● **WORK TO DO**: Reproduce all of the data exactly, with no line skipped.
··· DATA TO USE
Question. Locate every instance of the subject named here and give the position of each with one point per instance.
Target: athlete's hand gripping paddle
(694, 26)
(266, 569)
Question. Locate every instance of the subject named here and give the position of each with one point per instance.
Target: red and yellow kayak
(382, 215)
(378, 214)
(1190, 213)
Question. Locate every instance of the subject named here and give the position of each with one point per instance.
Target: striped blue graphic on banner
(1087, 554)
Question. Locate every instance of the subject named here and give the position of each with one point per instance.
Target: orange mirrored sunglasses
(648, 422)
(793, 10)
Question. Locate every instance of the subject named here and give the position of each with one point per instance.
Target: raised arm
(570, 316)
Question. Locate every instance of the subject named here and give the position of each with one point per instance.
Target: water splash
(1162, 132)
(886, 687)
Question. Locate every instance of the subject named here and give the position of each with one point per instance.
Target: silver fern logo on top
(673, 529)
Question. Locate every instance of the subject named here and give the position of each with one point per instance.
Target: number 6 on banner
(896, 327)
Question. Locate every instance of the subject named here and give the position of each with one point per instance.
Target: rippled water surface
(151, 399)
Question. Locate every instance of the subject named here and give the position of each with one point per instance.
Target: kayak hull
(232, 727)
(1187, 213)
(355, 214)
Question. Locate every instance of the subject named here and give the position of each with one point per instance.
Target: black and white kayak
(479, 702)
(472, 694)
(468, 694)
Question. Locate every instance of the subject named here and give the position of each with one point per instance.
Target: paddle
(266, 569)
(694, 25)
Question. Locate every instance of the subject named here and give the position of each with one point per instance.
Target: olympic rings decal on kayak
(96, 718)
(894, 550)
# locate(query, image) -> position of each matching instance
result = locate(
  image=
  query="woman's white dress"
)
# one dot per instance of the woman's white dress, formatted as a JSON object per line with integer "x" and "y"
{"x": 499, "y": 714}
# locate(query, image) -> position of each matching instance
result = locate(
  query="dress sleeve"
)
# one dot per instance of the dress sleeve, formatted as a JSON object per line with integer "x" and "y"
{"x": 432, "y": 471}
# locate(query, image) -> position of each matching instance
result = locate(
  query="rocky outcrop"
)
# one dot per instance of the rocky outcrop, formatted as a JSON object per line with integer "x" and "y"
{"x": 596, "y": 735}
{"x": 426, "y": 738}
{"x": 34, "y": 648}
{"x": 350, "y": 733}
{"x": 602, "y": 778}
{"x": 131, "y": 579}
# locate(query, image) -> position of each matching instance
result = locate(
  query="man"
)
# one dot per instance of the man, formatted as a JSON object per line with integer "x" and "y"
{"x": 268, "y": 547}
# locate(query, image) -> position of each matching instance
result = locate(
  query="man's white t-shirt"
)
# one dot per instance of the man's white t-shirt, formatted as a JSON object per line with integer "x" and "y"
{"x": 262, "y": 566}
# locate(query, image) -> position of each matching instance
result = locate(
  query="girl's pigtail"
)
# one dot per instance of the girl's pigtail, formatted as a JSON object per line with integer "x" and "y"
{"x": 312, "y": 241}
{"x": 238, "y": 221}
······
● **REPLY**:
Question. Locate every instance of the subject named here and give the position of each with one point per instance.
Target: athlete's hand gripping paddle
(694, 26)
(266, 569)
Question. Locate every instance of the subject named here and give the position of each with one point per instance.
Target: red and yellow kayak
(382, 215)
(378, 214)
(1190, 213)
Question. Locate every instance of the subject named here and give the position of each with one point per instance.
Target: striped blue graphic on banner
(1087, 554)
Question. Locate every instance of the subject named here and give the position of each with one point per instance.
Target: orange mirrored sunglasses
(648, 422)
(793, 10)
Question. Locate every instance of the subject named here and give the position of each with one point per instance.
Target: raised arm
(570, 316)
Question. Locate every instance of the subject named here and give the position of each with one point per instance.
Target: water splash
(1162, 132)
(886, 687)
Question. Locate every instance of the subject named here and give the position of each with one point per instance.
Target: silver fern logo on top
(673, 529)
Question. Locate every instance of the subject named here and give the position of each with one point per instance.
Target: number 6 on banner
(896, 327)
Question. Locate every instance of the subject named here and give the position of each with one point per instance.
Target: rippled water surface
(151, 399)
Question. Locate every instance of the subject named here and give the position of each with one point per instance.
Target: kayak hull
(232, 727)
(1187, 213)
(355, 214)
Question. Locate every instance of the subject named here and give the position of each with one point per instance.
Target: black and white kayak
(479, 702)
(472, 694)
(468, 694)
Question. Locate every instance of the subject named here and give the position of each with one point per instance.
Target: paddle
(266, 569)
(694, 25)
Question. Locate every instance of the subject named here and give the position of each with one point per instance.
Target: olympic rings decal on kayak
(96, 718)
(894, 550)
# locate(query, image) -> position of each matching instance
result = locate(
  image=
  query="woman's white dress"
)
# one dot per instance of the woman's white dress, formatted as a JSON object per line with integer "x" and "y"
{"x": 499, "y": 714}
# locate(query, image) -> position of each matching instance
result = locate(
  query="dress sleeve"
)
# one dot per instance of the dress sleeve, formatted as a JSON object per line with integer "x" and "y"
{"x": 432, "y": 471}
# locate(query, image) -> position of each matching instance
result = locate(
  query="rocky outcrop"
)
# one dot per instance of the rocky outcrop, formatted as a JSON object per line with integer "x" and "y"
{"x": 596, "y": 735}
{"x": 426, "y": 738}
{"x": 34, "y": 648}
{"x": 350, "y": 733}
{"x": 602, "y": 778}
{"x": 131, "y": 579}
# locate(query, image) -> position of each matching instance
result = locate(
  query="man"
)
# one dot per instance of the man, formatted as a JSON object per line with integer "x" and "y"
{"x": 268, "y": 547}
# locate(query, image) -> position of each matching instance
result = locate(
  query="man's white t-shirt"
)
# one dot per instance of the man's white t-shirt, formatted as a JSON object per line with integer "x" and "y"
{"x": 262, "y": 566}
# locate(query, image) -> position of each matching instance
result = locate(
  query="girl's pigtail"
)
# one dot per instance of the girl's pigtail, formatted as a JSON object per line with integer "x" and "y"
{"x": 312, "y": 241}
{"x": 238, "y": 221}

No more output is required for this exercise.